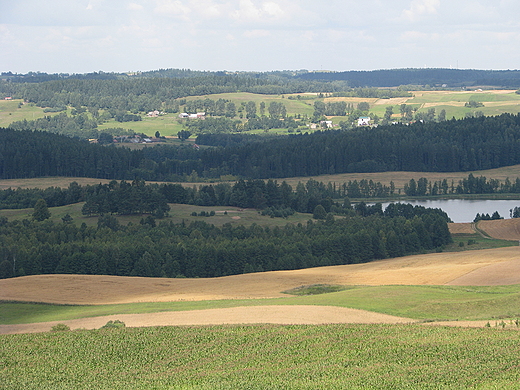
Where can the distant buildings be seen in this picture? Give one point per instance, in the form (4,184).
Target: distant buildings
(198,115)
(364,121)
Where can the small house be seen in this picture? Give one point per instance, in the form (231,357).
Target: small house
(364,121)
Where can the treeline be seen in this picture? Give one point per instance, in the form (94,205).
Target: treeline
(26,154)
(138,197)
(471,185)
(203,250)
(449,146)
(147,94)
(432,77)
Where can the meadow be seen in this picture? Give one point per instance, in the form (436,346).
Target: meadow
(495,102)
(264,356)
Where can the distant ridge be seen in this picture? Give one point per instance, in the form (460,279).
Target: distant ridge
(432,76)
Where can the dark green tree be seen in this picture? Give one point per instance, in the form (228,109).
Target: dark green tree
(319,212)
(41,211)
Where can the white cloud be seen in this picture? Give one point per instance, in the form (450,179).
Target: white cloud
(267,11)
(173,8)
(256,33)
(135,7)
(418,8)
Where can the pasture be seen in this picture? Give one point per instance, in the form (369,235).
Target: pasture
(264,356)
(442,320)
(398,178)
(495,102)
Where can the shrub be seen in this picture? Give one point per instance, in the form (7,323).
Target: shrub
(114,324)
(60,328)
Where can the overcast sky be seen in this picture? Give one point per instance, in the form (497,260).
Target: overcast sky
(79,36)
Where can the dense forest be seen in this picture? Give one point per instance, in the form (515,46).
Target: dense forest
(448,146)
(375,78)
(423,77)
(203,250)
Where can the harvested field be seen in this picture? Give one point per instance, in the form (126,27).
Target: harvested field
(284,315)
(502,229)
(431,269)
(462,228)
(499,274)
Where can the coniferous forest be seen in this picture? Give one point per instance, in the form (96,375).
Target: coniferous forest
(449,146)
(199,249)
(158,248)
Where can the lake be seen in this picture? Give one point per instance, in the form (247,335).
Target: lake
(465,210)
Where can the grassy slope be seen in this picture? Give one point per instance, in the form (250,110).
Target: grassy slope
(399,178)
(263,357)
(177,214)
(495,103)
(417,302)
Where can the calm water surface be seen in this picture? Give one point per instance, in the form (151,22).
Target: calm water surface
(464,210)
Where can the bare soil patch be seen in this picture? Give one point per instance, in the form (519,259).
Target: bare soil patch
(505,273)
(284,315)
(431,269)
(462,228)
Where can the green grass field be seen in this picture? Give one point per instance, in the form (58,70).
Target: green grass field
(9,112)
(495,103)
(263,357)
(177,214)
(422,303)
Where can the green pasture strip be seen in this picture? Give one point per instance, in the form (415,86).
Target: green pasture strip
(177,214)
(427,302)
(9,112)
(466,242)
(422,303)
(167,125)
(264,357)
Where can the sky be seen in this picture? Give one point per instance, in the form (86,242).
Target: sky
(81,36)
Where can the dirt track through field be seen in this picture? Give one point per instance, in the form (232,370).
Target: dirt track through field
(285,315)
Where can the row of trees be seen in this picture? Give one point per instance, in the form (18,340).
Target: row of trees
(202,250)
(454,145)
(470,185)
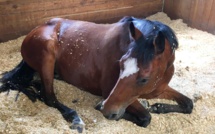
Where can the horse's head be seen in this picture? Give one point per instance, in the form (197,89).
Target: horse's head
(139,69)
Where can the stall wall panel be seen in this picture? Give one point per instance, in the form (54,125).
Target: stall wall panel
(199,14)
(18,17)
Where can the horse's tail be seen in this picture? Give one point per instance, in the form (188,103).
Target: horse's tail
(18,78)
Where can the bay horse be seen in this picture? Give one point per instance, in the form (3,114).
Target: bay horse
(130,59)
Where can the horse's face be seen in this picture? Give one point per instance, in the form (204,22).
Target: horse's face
(135,79)
(132,81)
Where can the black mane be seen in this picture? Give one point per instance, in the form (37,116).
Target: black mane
(150,30)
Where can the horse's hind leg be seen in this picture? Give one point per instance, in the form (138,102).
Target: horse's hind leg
(46,72)
(185,104)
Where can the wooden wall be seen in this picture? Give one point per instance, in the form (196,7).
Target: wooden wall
(18,17)
(199,14)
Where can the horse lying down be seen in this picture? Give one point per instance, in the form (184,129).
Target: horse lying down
(130,59)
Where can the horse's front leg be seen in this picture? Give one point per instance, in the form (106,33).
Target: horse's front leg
(137,114)
(185,104)
(46,71)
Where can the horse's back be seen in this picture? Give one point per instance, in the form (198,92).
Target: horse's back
(81,51)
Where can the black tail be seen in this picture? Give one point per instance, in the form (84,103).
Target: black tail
(18,78)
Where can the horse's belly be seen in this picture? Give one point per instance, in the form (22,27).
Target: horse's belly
(80,74)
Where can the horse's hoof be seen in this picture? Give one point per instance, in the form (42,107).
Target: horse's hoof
(144,122)
(145,104)
(99,106)
(156,108)
(78,124)
(140,121)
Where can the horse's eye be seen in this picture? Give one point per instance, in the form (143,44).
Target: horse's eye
(142,81)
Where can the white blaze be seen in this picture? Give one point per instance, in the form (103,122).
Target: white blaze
(130,67)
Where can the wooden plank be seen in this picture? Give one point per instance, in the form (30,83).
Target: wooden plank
(18,17)
(211,20)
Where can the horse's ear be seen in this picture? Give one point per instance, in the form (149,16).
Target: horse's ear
(135,33)
(159,43)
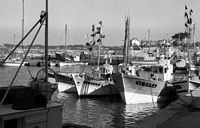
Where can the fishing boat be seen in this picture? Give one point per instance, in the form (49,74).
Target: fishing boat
(89,85)
(65,82)
(94,84)
(30,106)
(143,81)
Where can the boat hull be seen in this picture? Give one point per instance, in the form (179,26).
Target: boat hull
(65,83)
(134,90)
(94,87)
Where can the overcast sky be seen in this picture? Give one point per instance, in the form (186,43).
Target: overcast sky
(163,17)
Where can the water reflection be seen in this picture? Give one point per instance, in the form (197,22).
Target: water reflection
(102,112)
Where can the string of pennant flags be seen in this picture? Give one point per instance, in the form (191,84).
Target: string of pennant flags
(188,19)
(95,32)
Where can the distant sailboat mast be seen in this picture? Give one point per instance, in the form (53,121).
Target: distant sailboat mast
(22,22)
(127,40)
(65,38)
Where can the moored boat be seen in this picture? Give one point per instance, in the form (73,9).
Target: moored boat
(89,85)
(143,84)
(31,108)
(65,82)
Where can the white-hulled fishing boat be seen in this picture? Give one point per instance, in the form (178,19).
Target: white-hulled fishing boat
(95,84)
(20,108)
(88,85)
(65,82)
(141,83)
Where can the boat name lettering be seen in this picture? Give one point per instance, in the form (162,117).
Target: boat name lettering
(141,83)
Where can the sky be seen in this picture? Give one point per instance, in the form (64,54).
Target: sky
(163,17)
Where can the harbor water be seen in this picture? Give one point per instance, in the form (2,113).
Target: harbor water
(95,112)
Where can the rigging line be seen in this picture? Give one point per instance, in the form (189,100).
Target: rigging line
(30,73)
(22,40)
(23,60)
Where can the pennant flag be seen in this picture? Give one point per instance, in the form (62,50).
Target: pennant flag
(98,30)
(186,15)
(99,40)
(189,21)
(93,35)
(100,22)
(186,25)
(191,11)
(102,36)
(93,27)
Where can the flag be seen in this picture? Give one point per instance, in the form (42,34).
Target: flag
(186,25)
(93,27)
(191,11)
(98,30)
(100,22)
(186,15)
(189,21)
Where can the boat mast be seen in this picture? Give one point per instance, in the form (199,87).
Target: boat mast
(149,38)
(126,40)
(46,43)
(65,38)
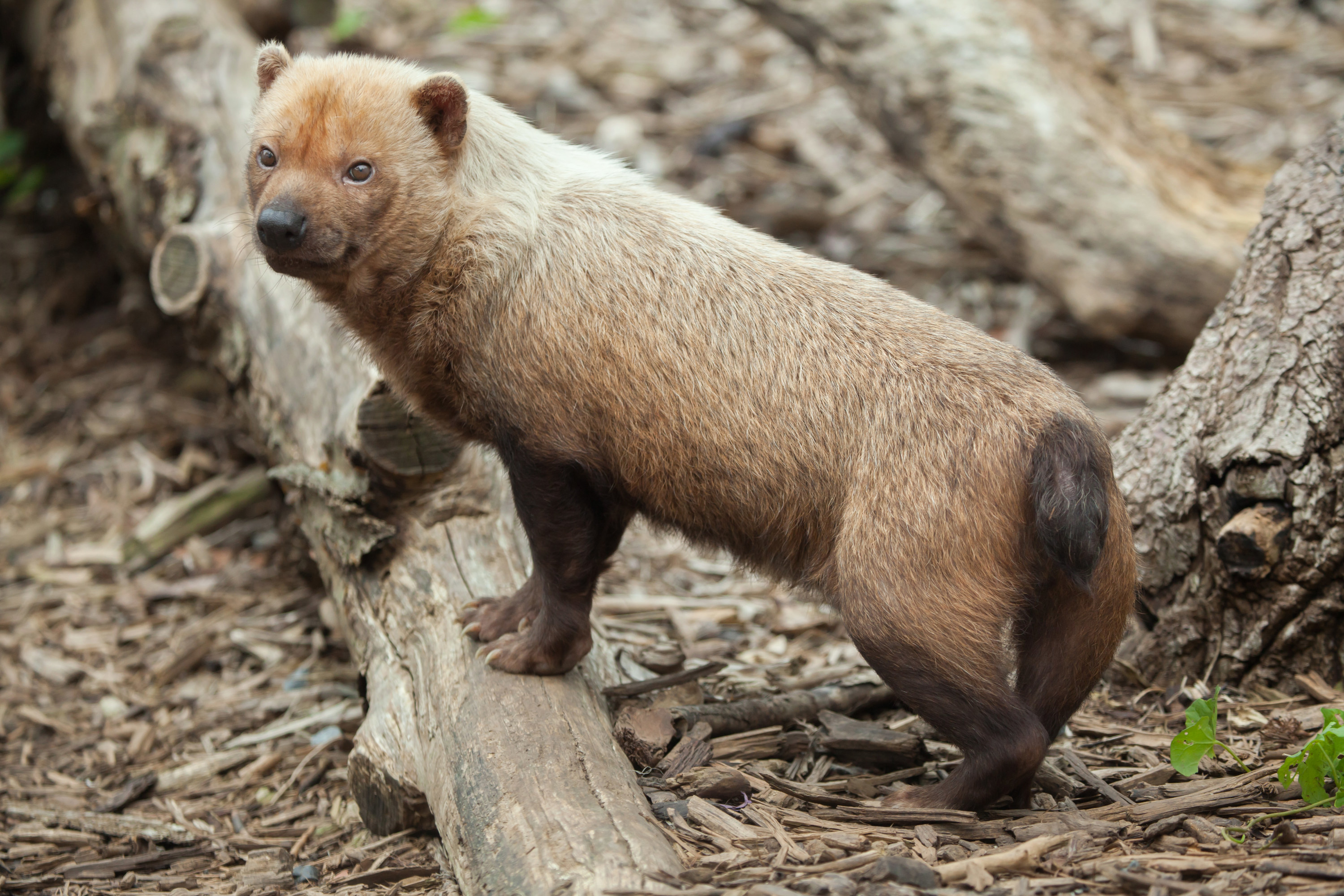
━━━━
REQUEST:
Output all of the data above as a numbered list with one line per item, skipping blank lines and leaving out the pictures.

RESULT OF THIS EXERCISE:
1. Where can the distant buildings be seen in this picture? Give one point per instance, in the form (4,184).
2. Target: distant buildings
3. (198,115)
4. (364,121)
5. Where can the small house be seen in this picture? Give one point per instance, in the form (231,357).
6. Target: small house
7. (364,121)
8. Where can the treeline be seen in this picture? Give one point per instance, in the form (94,205).
9. Target: treeline
10. (26,154)
11. (138,197)
12. (471,185)
13. (203,250)
14. (449,146)
15. (147,94)
16. (432,77)
17. Where can the meadow be seen in this picture? Give one point per instance, in the form (436,346).
18. Target: meadow
19. (495,102)
20. (264,356)
21. Where can the distant ridge be seen in this picture? Give one point per instance, in the form (460,279).
22. Target: distant ridge
23. (432,76)
24. Where can the dark green tree be seen in this picture? Give one point per instance, in the form (228,109).
25. Target: dark green tree
26. (319,212)
27. (41,211)
28. Where can the white cloud be seen in this picture? Give one point per instance, in the form (450,179).
29. Target: white cloud
30. (267,11)
31. (173,8)
32. (256,33)
33. (135,7)
34. (418,8)
35. Where can the pasture be seen in this picture? Give one point per instance, in the form (369,235).
36. Target: pasture
37. (264,356)
38. (442,320)
39. (398,178)
40. (495,102)
41. Where can the shrub be seen in this picture? Give one point per instance, in the form (7,323).
42. Target: shrub
43. (114,324)
44. (60,328)
45. Where can the overcast sky be seen in this picture? Give one point per instance, in the form (497,260).
46. Target: overcast sky
47. (79,36)
48. Where can the dense forest be seen in this picture? Give one point per instance, in the form (515,46).
49. Target: dense forest
50. (448,146)
51. (375,78)
52. (423,77)
53. (203,250)
54. Where can the harvested field be seen in this picture? Give one point per instance, in the form (126,27).
55. Target: harvested field
56. (284,315)
57. (502,229)
58. (431,269)
59. (462,228)
60. (499,274)
61. Where can the coniferous forest be seen in this picture? Give one point per instance, in the form (96,375).
62. Target: coniferous forest
63. (449,146)
64. (199,249)
65. (158,248)
66. Where can the lake be seen in this picture? Give one point per instance, in the form (247,335).
67. Target: lake
68. (465,210)
69. Where can the grassy slope be seen in this picture? Give one point per instance, in the form (250,110).
70. Target: grassy slope
71. (399,178)
72. (263,357)
73. (177,214)
74. (495,103)
75. (417,302)
76. Where can the calm water surface be seen in this picture? Give one point per instance, in the form (151,22).
77. Target: calm water surface
78. (464,210)
79. Where can the bare soil patch be seen in this picture? Give one point per instance, in the form (519,259).
80. Target: bare soil patch
81. (505,273)
82. (284,315)
83. (431,269)
84. (462,228)
85. Where can the green grass field be seen in this picture? Give one point per instance, in the form (58,70).
86. Target: green grass field
87. (9,112)
88. (495,103)
89. (263,357)
90. (177,214)
91. (422,303)
92. Where can the green pasture strip be seen in this picture? Give one point per instance, in the form (415,86).
93. Target: green pasture strip
94. (177,214)
95. (427,302)
96. (9,112)
97. (466,242)
98. (422,303)
99. (167,125)
100. (264,357)
101. Where can the sky be seen in this picture? Give one point per instance, in the form (86,242).
102. Target: sky
103. (81,36)
104. Where can the dirt track through field be seen in this picture? Give one point per instance, in the form (232,370).
105. Target: dirt track through field
106. (285,315)
107. Where can the row of trees be seen in this picture? Give one point per instance, in the form (18,340).
108. Target: row of trees
109. (202,250)
110. (454,145)
111. (470,185)
112. Where can the horse's head be seen in this picture? Give one point per instance, in the form (197,89).
113. Target: horse's head
114. (139,69)
115. Where can the stall wall panel be seen in this picture? Give one point per instance, in the form (54,125).
116. Target: stall wall panel
117. (199,14)
118. (18,17)
119. Where can the horse's tail be seen in this picture? Give one point per instance, in the form (188,103).
120. Target: horse's tail
121. (18,78)
122. Where can the bay horse be seen in this picture? Give one point per instance, in the form (3,114).
123. Target: bay horse
124. (130,59)
125. Where can the horse's face be seen in this picture? Give one point per instance, in the form (204,22).
126. Target: horse's face
127. (135,79)
128. (132,81)
129. Where can the black mane be seen in this picture? Give one point per instance, in the form (37,116).
130. Target: black mane
131. (150,30)
132. Where can the horse's hind leg be seen in this picture? Give one point per instance, in the form (138,102).
133. Target: horse's hind leg
134. (46,72)
135. (185,104)
136. Where can the wooden wall be seen in this picture? Give one point per instance, in the form (196,7).
137. Target: wooden wall
138. (18,17)
139. (199,14)
140. Where can the horse lying down be seen in this picture? Give one point per instance, in the form (184,129).
141. Target: horse lying down
142. (130,59)
143. Where can the horse's front leg be seen in this picture? Give one point per instance, in the form (106,33).
144. Target: horse's front leg
145. (137,114)
146. (185,104)
147. (46,71)
148. Where can the horse's back be seen in this picture? Give one point per instance, in the form (198,92).
149. Target: horse's back
150. (81,51)
151. Where can the black tail be seen in this picture? Give one point per instance, in the form (84,103).
152. Target: black tail
153. (18,78)
154. Where can the horse's belly be seen in this picture? Give one point per instance, in the form (22,27).
155. Target: horse's belly
156. (80,74)
157. Where can the horse's hoof be seen in this picture? Give one point per instance, in the form (42,107).
158. Target: horse's hoof
159. (144,122)
160. (145,104)
161. (99,106)
162. (156,108)
163. (78,124)
164. (140,121)
165. Where can the horse's eye be seen in this picture? Give one point per instance, in the form (143,44).
166. Target: horse's eye
167. (142,81)
168. Where can the white blaze be seen in this picture? Give one point per instance, in the form (103,122).
169. Target: white blaze
170. (130,67)
171. Where can the wooden plank be seen in this picture? Give one point per instance, in the form (30,83).
172. Target: wooden plank
173. (18,17)
174. (211,20)
175. Where can the horse's ear be seen in this picture? Give one point per instance, in the form (149,16).
176. Target: horse's ear
177. (135,33)
178. (159,43)
179. Where can the fishing boat be seen in this picture? Give one point per instance, in the form (49,74).
180. Target: fishing boat
181. (89,85)
182. (65,82)
183. (94,84)
184. (30,106)
185. (143,81)
186. Where can the boat hull be seen in this picture? Give one point per instance, in the form (179,26).
187. Target: boat hull
188. (65,83)
189. (134,90)
190. (94,87)
191. Where can the overcast sky be seen in this picture? Give one point per instance, in the form (186,43).
192. Target: overcast sky
193. (163,17)
194. Where can the water reflection be seen in this picture? Give one point per instance, in the form (197,22).
195. Target: water reflection
196. (102,112)
197. Where can the string of pennant flags be seen in this picture? Give one point per instance, in the form (191,84).
198. Target: string of pennant flags
199. (188,19)
200. (95,32)
201. Where can the distant sailboat mast be seen in this picture? Give one point per instance, in the form (53,121).
202. Target: distant sailboat mast
203. (22,22)
204. (127,40)
205. (65,38)
206. Where can the moored boat be seen in this picture? Give one point per instance, in the form (73,9).
207. Target: moored boat
208. (89,85)
209. (143,84)
210. (31,108)
211. (65,82)
212. Where can the white-hulled fishing boat be seen in this picture? Give one point per instance, in the form (178,19).
213. Target: white-hulled fishing boat
214. (95,84)
215. (20,108)
216. (88,85)
217. (65,82)
218. (141,83)
219. Where can the boat name lettering be seen in this picture? Give one point per instance, in the form (162,117).
220. Target: boat name lettering
221. (141,83)
222. Where can the sky be seen in this picture? Give one point per instance, in the form (64,54).
223. Target: sky
224. (163,17)
225. Where can the harbor water be seen in this picture? Give one point per instance, in the form (2,113).
226. Target: harbor water
227. (95,112)
228. Where can the rigging line be seen in this picture? Give one point per instance, in the form (189,100).
229. Target: rigging line
230. (30,73)
231. (22,40)
232. (23,60)
233. Where can the pennant flag be seen in this picture? Give one point per instance, in the form (62,50).
234. Target: pennant flag
235. (98,30)
236. (186,15)
237. (99,40)
238. (189,21)
239. (93,35)
240. (100,22)
241. (186,25)
242. (191,11)
243. (102,36)
244. (93,27)
245. Where can the flag be seen in this picture? Give one point per instance, in the form (42,34).
246. Target: flag
247. (186,25)
248. (93,27)
249. (191,11)
250. (98,30)
251. (100,22)
252. (186,15)
253. (189,21)
254. Where can the boat mast be seen in this picture? Give one point per instance, in the form (199,87).
255. Target: boat mast
256. (149,38)
257. (126,40)
258. (46,43)
259. (65,38)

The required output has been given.